* _Assigned task_
Would you set down every line of the data below exactly as it reads?

======== Information shown

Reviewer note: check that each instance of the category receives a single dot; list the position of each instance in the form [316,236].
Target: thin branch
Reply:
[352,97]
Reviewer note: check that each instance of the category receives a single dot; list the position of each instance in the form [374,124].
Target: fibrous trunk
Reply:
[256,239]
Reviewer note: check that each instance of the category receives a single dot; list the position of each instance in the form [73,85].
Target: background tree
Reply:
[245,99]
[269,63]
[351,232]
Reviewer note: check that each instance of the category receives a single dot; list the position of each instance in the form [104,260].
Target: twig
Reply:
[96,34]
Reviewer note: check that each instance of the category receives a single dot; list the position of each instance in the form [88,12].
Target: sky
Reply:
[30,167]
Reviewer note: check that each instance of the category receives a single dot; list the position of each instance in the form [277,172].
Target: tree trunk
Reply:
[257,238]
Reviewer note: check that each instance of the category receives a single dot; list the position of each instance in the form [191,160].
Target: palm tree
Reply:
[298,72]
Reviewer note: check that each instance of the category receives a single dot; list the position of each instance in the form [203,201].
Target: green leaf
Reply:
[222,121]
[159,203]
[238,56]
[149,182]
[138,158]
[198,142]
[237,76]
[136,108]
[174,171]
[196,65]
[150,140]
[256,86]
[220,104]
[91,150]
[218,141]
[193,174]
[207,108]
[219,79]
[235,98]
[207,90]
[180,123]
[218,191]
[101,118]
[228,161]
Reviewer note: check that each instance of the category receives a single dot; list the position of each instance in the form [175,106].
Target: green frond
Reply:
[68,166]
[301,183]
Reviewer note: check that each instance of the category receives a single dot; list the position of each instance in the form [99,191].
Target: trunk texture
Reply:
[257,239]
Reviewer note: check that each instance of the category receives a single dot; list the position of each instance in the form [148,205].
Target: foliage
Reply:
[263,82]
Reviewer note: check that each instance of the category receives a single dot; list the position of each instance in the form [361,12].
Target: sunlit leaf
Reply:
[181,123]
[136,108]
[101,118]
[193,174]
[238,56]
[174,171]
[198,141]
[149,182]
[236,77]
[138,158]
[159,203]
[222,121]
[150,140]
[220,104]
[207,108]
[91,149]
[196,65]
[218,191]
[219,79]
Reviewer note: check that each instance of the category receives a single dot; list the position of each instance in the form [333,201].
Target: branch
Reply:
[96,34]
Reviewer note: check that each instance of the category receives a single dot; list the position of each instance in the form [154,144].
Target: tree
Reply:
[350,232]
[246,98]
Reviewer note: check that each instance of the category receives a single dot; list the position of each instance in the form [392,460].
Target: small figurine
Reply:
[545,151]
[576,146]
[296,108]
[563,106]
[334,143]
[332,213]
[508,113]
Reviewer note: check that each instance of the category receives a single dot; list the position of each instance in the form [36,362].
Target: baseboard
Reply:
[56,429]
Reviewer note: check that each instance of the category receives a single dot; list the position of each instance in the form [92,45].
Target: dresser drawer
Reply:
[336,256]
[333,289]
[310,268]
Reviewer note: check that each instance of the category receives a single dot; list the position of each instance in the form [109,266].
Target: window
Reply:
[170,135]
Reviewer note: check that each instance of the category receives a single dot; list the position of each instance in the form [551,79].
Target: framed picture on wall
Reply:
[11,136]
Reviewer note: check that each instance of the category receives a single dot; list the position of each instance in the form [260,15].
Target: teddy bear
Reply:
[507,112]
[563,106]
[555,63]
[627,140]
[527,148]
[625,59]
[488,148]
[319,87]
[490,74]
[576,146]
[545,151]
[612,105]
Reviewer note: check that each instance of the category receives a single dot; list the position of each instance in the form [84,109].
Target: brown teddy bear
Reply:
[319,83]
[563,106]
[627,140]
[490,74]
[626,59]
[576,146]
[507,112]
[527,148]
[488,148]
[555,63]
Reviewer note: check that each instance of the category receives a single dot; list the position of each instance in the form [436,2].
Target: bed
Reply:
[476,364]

================

* _Solution to this exercise_
Reviewer note: check that each instance of the category receives a single dot; list the position of each instance in the form [316,236].
Target: thin branch
Reply:
[352,97]
Reviewer note: check that each instance of the category receives a single dot; list the position of each instance in the form [374,124].
Target: fibrous trunk
Reply:
[256,239]
Reviewer note: check that each instance of the category receives a single dot; list the position of each instance in the form [73,85].
Target: background tree
Reply:
[245,99]
[269,63]
[351,232]
Reviewer note: check that each instance of the category receives a single dot; list the position of each instance in the form [104,260].
Target: twig
Reply:
[96,34]
Reviewer note: check that each instance of the category receives a single dot; list the position of each instance in the form [88,12].
Target: sky
Reply:
[30,167]
Reviewer note: check that each instance of the category receives a single dot; list the position of each instance in the form [277,172].
Target: tree trunk
Reply:
[257,238]
Reviewer note: check that each instance of the category receives a single dot; list the position of each instance in the form [191,160].
Target: palm tree
Reply:
[298,72]
Reviewer note: check that each instance of the category receives a single dot; list the position of each instance in the form [203,201].
Target: green leaf
Reply:
[222,121]
[159,203]
[238,56]
[149,182]
[138,158]
[198,142]
[237,76]
[136,108]
[174,171]
[196,65]
[150,140]
[256,86]
[220,104]
[91,150]
[218,141]
[193,174]
[207,108]
[219,79]
[235,98]
[207,90]
[180,123]
[218,191]
[101,118]
[228,161]
Reviewer note: check that each instance of the category receives a single dot; list the position of each instance in the form [175,106].
Target: green frond
Reply:
[68,166]
[301,183]
Reviewer note: check that each instance of the category receives a single dot; list the position of each instance in the form [99,191].
Target: trunk texture
Reply:
[257,239]
Reviewer note: check that each instance of the category receives a single dot; list the position of each instance in the form [148,205].
Target: foliage
Reply:
[263,82]
Reviewer note: check that each instance of the category receives a single dot; list the position of each instance in the form [361,12].
Target: sunlit leaf
Reply:
[181,123]
[136,108]
[101,118]
[193,174]
[238,56]
[174,171]
[198,141]
[149,182]
[236,77]
[138,158]
[159,203]
[222,121]
[150,140]
[220,104]
[207,108]
[91,149]
[196,65]
[218,191]
[219,79]
Reviewer note: check that each instance of the category receives a single dot; list the position of each instance in the form [333,201].
Target: branch
Reply:
[96,34]
Reviewer note: check that each instance of the category receives a single dot; list the position of each instance in the form [154,144].
Target: tree
Reply:
[350,232]
[246,98]
Reviewer note: check that each instance of the category receives a single dot; list the position of each instance in the form [392,460].
Target: small figurine
Reply:
[545,151]
[576,146]
[296,108]
[563,106]
[334,143]
[332,213]
[508,113]
Reviewer note: check that each instance of the category receives a single dot; list the position of each instance in the form [36,362].
Target: baseboard
Reply:
[56,429]
Reviewer note: check that each instance of the category receives a single dot; list the position of each instance in the form [92,45].
Target: dresser drawer
Reply:
[336,256]
[333,289]
[310,268]
Reviewer note: check that each instance of the category receives a single dot; list the position of each instance in the form [109,266].
Target: window
Reply:
[170,135]
Reviewer note: check that each instance of the category receives a single dot; list the position of each instance in the form [551,79].
Target: framed picture on wall
Reply:
[11,136]
Reviewer note: check that each instance of the category receives a single dot; list the position of each instance in the form [260,15].
Target: teddy bear
Reply:
[507,112]
[563,106]
[555,63]
[627,140]
[527,148]
[625,59]
[488,148]
[319,87]
[490,74]
[576,146]
[545,151]
[612,105]
Reviewer note: check that each instance of the category receives a single dot; list the position of each instance in the form [84,109].
Target: brown teddy bear
Reply:
[319,83]
[563,106]
[627,140]
[490,74]
[626,59]
[576,146]
[507,112]
[527,148]
[488,148]
[555,63]
Reviewer note: check that each instance of the category receives a single dot; list the position of each instance in the form [436,2].
Target: bed
Reply:
[476,364]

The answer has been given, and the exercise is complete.